#### Exercise directions
The answer must be an exact copy of the entries below, with no images in it.
----- Stored data
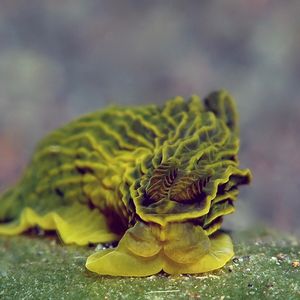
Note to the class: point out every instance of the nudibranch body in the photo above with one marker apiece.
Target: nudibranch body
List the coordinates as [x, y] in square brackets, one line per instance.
[158, 179]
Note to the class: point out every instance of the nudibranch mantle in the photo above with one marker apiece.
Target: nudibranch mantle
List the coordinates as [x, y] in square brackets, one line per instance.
[157, 179]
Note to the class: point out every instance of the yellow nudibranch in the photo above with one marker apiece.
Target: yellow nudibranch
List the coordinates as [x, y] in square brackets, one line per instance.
[158, 179]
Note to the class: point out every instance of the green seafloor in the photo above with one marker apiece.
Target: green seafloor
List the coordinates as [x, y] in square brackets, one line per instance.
[265, 267]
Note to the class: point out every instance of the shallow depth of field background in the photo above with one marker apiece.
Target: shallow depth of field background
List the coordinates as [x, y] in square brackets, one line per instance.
[59, 59]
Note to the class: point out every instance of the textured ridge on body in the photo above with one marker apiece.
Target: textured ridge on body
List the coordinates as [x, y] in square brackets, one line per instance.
[128, 168]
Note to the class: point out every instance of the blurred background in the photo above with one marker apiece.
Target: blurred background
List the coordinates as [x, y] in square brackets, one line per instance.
[63, 58]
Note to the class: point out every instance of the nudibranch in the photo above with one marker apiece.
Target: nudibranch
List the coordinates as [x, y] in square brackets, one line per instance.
[157, 178]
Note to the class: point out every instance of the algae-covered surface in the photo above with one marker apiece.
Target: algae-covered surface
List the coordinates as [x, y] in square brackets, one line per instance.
[265, 267]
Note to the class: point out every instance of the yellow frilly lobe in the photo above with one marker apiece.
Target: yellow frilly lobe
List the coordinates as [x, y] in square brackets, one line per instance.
[75, 224]
[177, 249]
[166, 176]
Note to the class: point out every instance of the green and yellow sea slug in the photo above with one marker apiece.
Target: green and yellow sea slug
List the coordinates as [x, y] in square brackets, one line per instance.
[158, 179]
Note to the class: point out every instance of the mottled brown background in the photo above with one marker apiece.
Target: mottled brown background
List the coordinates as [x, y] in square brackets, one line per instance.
[62, 58]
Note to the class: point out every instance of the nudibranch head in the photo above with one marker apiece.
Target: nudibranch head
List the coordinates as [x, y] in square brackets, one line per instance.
[179, 194]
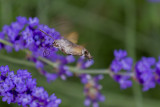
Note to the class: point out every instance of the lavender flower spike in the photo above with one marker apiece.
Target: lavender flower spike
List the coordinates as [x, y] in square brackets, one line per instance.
[21, 88]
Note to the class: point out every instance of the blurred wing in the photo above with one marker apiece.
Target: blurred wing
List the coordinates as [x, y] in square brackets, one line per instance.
[73, 37]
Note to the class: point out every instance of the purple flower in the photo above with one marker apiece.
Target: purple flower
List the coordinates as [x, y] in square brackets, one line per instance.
[21, 88]
[7, 97]
[33, 21]
[145, 72]
[22, 20]
[121, 61]
[92, 89]
[119, 64]
[124, 81]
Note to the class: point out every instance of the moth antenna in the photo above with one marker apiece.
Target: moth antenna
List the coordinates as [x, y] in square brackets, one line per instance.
[46, 34]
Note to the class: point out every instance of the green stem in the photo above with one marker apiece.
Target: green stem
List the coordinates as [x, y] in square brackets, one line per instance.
[130, 13]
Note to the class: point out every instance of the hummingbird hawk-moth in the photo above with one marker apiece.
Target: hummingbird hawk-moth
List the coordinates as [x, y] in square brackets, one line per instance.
[69, 48]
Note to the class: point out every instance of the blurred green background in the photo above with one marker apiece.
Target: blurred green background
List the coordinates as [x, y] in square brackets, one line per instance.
[102, 25]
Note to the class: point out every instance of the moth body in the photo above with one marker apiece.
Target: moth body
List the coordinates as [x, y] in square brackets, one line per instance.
[70, 48]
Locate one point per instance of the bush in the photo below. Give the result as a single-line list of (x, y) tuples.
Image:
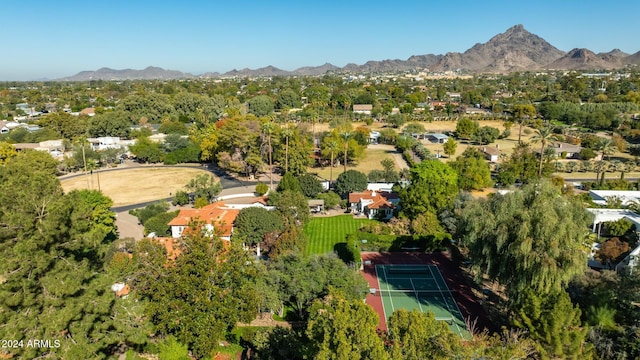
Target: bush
[(262, 188), (331, 199), (180, 198)]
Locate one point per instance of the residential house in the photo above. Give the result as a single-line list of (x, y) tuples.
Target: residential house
[(490, 153), (437, 138), (605, 215), (213, 218), (374, 204), (105, 142), (374, 136), (626, 197), (316, 205), (362, 109), (88, 111), (3, 127), (565, 150)]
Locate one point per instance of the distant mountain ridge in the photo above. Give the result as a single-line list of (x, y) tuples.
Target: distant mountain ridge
[(514, 50)]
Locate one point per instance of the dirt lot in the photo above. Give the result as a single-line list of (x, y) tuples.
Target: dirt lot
[(132, 186)]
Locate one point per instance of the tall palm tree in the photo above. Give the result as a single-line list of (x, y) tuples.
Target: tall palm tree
[(267, 130), (346, 135), (543, 136), (332, 146), (287, 132), (606, 148)]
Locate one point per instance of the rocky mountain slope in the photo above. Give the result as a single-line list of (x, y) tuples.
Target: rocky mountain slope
[(514, 50)]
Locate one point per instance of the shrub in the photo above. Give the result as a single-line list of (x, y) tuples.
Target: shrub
[(262, 188)]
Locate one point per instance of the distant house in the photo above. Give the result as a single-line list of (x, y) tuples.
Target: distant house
[(437, 138), (362, 109), (564, 150), (490, 153), (216, 217), (3, 127), (105, 142), (88, 111), (374, 204), (374, 136), (627, 197), (316, 205)]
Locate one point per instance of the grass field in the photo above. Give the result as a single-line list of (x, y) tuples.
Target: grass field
[(136, 185), (325, 232)]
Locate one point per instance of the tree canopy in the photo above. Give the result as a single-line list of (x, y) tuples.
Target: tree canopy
[(527, 239), (434, 186)]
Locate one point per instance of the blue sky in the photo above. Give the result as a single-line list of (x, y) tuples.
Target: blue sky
[(52, 39)]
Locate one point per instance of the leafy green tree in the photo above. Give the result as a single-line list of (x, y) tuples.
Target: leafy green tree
[(204, 186), (172, 349), (414, 128), (158, 223), (292, 205), (149, 211), (180, 198), (53, 247), (173, 127), (253, 224), (351, 181), (450, 146), (288, 99), (527, 239), (147, 151), (554, 322), (612, 251), (522, 166), (473, 171), (466, 128), (619, 227), (331, 199), (110, 123), (262, 188), (310, 185), (202, 297), (418, 335), (64, 124), (522, 113), (289, 273), (486, 135), (426, 224), (92, 214), (434, 186), (389, 173), (343, 329)]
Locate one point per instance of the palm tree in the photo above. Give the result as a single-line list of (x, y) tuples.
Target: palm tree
[(606, 148), (267, 131), (287, 132), (346, 135), (543, 135), (332, 146)]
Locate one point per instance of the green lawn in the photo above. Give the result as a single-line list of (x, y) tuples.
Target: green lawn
[(325, 232)]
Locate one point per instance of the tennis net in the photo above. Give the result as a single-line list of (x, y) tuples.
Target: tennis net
[(407, 270), (412, 293)]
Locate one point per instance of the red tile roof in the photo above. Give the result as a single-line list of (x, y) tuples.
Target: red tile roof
[(372, 195), (217, 214)]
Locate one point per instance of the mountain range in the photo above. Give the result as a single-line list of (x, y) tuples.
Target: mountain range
[(514, 50)]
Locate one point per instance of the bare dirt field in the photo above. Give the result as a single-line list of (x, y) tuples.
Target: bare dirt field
[(132, 186)]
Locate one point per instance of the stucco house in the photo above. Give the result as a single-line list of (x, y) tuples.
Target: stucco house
[(362, 109), (216, 217), (374, 204)]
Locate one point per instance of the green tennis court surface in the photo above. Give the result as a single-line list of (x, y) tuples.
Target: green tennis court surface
[(419, 287)]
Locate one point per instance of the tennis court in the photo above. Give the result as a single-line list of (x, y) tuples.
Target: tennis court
[(419, 287)]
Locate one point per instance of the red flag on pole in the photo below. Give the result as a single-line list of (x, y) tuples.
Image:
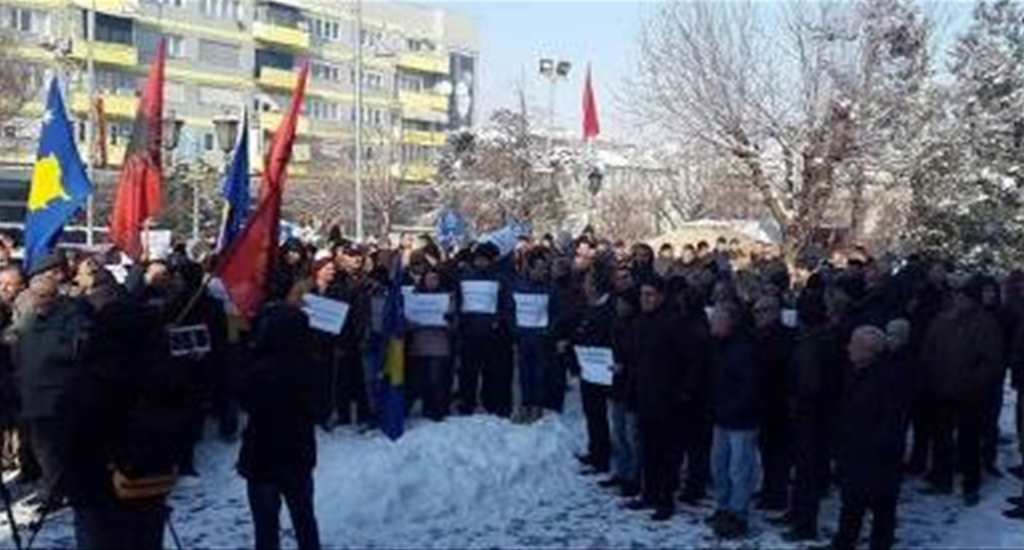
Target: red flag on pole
----------
#### Solution for this task
Note to the class: point out every instance of the nudibranch body in the photo above with one marker apiece.
Target: nudibranch body
List the coordinates as [x, y] in square brackets, one line per instance.
[158, 179]
Note to the class: point out every instance of the nudibranch mantle in the photo above with one marker apiece.
Target: nudibranch mantle
List the coordinates as [x, y] in square brackets, one line per instance.
[157, 179]
Note to the class: point out every instance of the yellow nudibranch in the photo above with one marker apiece.
Target: yellow nudibranch
List the coordinates as [x, y] in square brackets, one line per instance.
[158, 179]
Note to the class: point out every instance of the green seafloor in the photo above with one marker apiece.
Target: green seafloor
List the coordinates as [x, y] in square brackets, one line per instance.
[265, 267]
Note to the class: point out every instance of the shallow depth of field background in the photo above with one marker apiece.
Target: shallow depth of field background
List the coordinates as [x, y] in square brackets, one line per instance.
[59, 59]
Note to the class: point out every instance of the textured ridge on body in the photo above with one marker apiece.
Target: textured ridge on body
List the coordinates as [x, y] in square brackets, one line per instance.
[128, 168]
Note to the class: point out every instance of the blurred background in the photo above with one marker apiece.
Target: blurred background
List the coordinates as [x, y] in square brackets, one line per instance.
[63, 58]
Note to the class: point out every instance of the nudibranch in the photo above with one marker apiece.
Target: nudibranch
List the coordinates as [x, y] in square brackets, one line per instance.
[157, 178]
Note to the class: point out every instance of the algae-covered surface in the photo above with one marker apiece.
Target: algae-covered surface
List the coordinates as [x, y] in square brackets, one line per instance.
[265, 267]
Note to the class: point out every instance of the yellow frilly lobe in the photo above with one marker apiece.
Target: yellow frilly lobe
List the coordinates as [x, y] in square brackets, one line per instance.
[75, 224]
[177, 249]
[166, 176]
Note to the class: point out every instance of the green and yellow sea slug in the photo above with one marker apiece.
Target: green and yellow sea slug
List the coordinates as [x, y] in square brackets, one line per instance.
[158, 179]
Note to the class: point out every instance of the mottled brown background in the photo above with one marker apiece.
Target: mottled brown background
List the coordinates as [x, y] in square brackets, one line per instance.
[62, 58]
Note to the class: point out every instance of the nudibranch head in the photo above with one marker apiece.
Target: nudibranch head
List the coordinates as [x, y] in square brackets, one line per instance.
[179, 194]
Note to the class: point out every instance of the lavender flower spike in the photo above with one marker apiece.
Target: lavender flower spike
List the coordinates as [x, y] in square brackets, one line per instance.
[21, 88]
Note to the class: point out every instance of the blurred wing in the photo above with one marker apiece.
Target: blurred wing
List the coordinates as [x, y] in square brackets, one line per instance.
[73, 37]
Note to the class: point out every instance of the purple flower in the photo above with one marker apiece.
Target: purple flower
List the coordinates as [x, y] in square brackets, one line per instance.
[21, 88]
[7, 97]
[33, 21]
[145, 72]
[22, 20]
[121, 61]
[92, 89]
[119, 64]
[124, 81]
Note to the class: point out every instance of the moth antenna in the photo above with one marker apiece.
Target: moth antenna
List the coordinates as [x, y] in square brackets, one line per instance.
[46, 34]
Note to the class: point out every instance of the green stem in the photo above with one marker apiece.
Target: green stem
List the coordinates as [x, y] in square brackets, one line per instance.
[130, 13]
Note to the class: point out every instance of the hummingbird hawk-moth in the photo above with one marker apiece.
Target: hummingbird hawk-moth
List the coordinates as [x, y] in square brackets, one line per instance.
[69, 48]
Note to the class: point out every instance of the blurred green background in the photo above with one marker apiece.
Target: blurred green background
List the coordinates as [x, y] in square brackets, one line per instance.
[102, 25]
Note to the class: point out every instance of the moth body in the photo above with one marker apiece.
Target: moth body
List the coordinates as [x, y] in square brackets, one line per instance.
[70, 48]
Locate one point per instance of the bush in the photo below. Give the result as a single-line list of (x, y) tuples.
Image:
Target: bush
[(262, 188), (331, 199), (180, 198)]
Locate one point per instance of the residential house in the photo above. Give the result as a single-line list of (x, y) tuples.
Target: residential house
[(490, 153), (437, 138), (605, 215), (213, 218), (374, 204), (105, 142), (374, 136), (626, 197), (316, 205), (362, 109), (88, 111), (3, 127), (565, 150)]
Locate one point per instance of the distant mountain ridge in the photo above. Give the result as a single-line list of (x, y) tuples.
Target: distant mountain ridge
[(514, 50)]
Locate one point per instance of the dirt lot in the photo above. Give the result as a single-line list of (x, y) tuples.
Target: dirt lot
[(132, 186)]
Locate one point per instance of the tall palm tree in the photo above. Give the result as a single-line list of (x, y) tuples.
Target: tall palm tree
[(267, 130), (346, 135), (543, 136), (332, 146), (287, 132), (606, 148)]
Locate one point per instance of the rocky mountain slope in the photo above. Give the result as a single-line list of (x, y) tuples.
Target: rocky mountain slope
[(514, 50)]
Locate one point per instance of the shrub in the photo above. Give the result as a single-line list of (x, y) tuples.
Target: shrub
[(262, 188)]
Locate one point per instance of the distant house in the photo above. Give the result as a single-line list of (x, y) tuples.
Target: distant house
[(437, 138), (362, 109), (564, 150), (490, 153), (216, 217), (3, 127), (105, 142), (88, 111), (374, 204), (374, 136), (627, 197), (316, 205)]
Locate one point per instance of the grass field in the photo above. Give the result as a single-line list of (x, y) tuples.
Target: grass field
[(136, 185), (325, 232)]
Locate one point per instance of the tree canopy in the photo above. Give the result as a single-line list of (x, y) tuples.
Target: tree canopy
[(527, 239), (434, 186)]
Locate one point per instance of the blue sky in the photo above. Give the result as a single-line list of (x, y) tuples.
Target: blue sky
[(52, 39)]
Locate one point per instance of the leafy green tree in the photo above. Give the result as a single-line list of (x, y) tuples.
Target: leafy green tree
[(204, 186), (172, 349), (414, 128), (158, 223), (292, 205), (149, 211), (180, 198), (53, 247), (173, 127), (253, 224), (351, 181), (450, 146), (288, 99), (527, 239), (147, 151), (554, 322), (612, 251), (522, 166), (473, 171), (466, 128), (619, 227), (331, 199), (110, 123), (262, 188), (310, 185), (202, 297), (418, 335), (64, 124), (522, 113), (289, 273), (486, 135), (426, 224), (92, 214), (434, 186), (389, 173), (343, 329)]
Locate one point per instance of the palm tree in the photo above. Give the result as a single-line list of (x, y) tuples.
Target: palm tree
[(606, 148), (267, 131), (287, 132), (346, 135), (543, 135), (332, 146)]
Locate one point per instance of the green lawn in the photo above. Give the result as a single-line list of (x, y) tuples.
Target: green lawn
[(325, 232)]
Locate one point per instance of the tennis net in the photo above. Give the result as a single-line list of (x, y) tuples.
Target: tennis net
[(407, 270), (412, 293)]
Locate one point per instance of the red tile roof in the photo above. Give the result as a single-line list of (x, y) tuples.
Target: red tile roof
[(372, 195), (217, 214)]
Locate one point per instance of the mountain range in the photo above. Give the result as a single-line list of (x, y) tuples.
Target: mountain range
[(514, 50)]
Locate one point per instance of the bare dirt field in the photo above. Give the result as a single-line list of (x, y) tuples.
Target: bare dirt field
[(132, 186)]
Locate one point per instance of the stucco house in the photo above. Give the result as a single-line list of (x, y) tuples.
Target: stucco house
[(362, 109), (216, 217), (374, 204)]
Locate one point per instance of the green tennis court surface in the photo above. Give the result as a single-line list of (x, y) tuples.
Target: green tennis court surface
[(419, 287)]
Locate one point per instance of the tennis court in the photo above. Give the result as a single-line list of (x, y) tuples.
Target: tennis court
[(419, 287)]
Locate one point per instance of the red flag on pole in the photo below. Give the result as a single-line list of (x, y) tuples.
Image:
Target: red flag on pole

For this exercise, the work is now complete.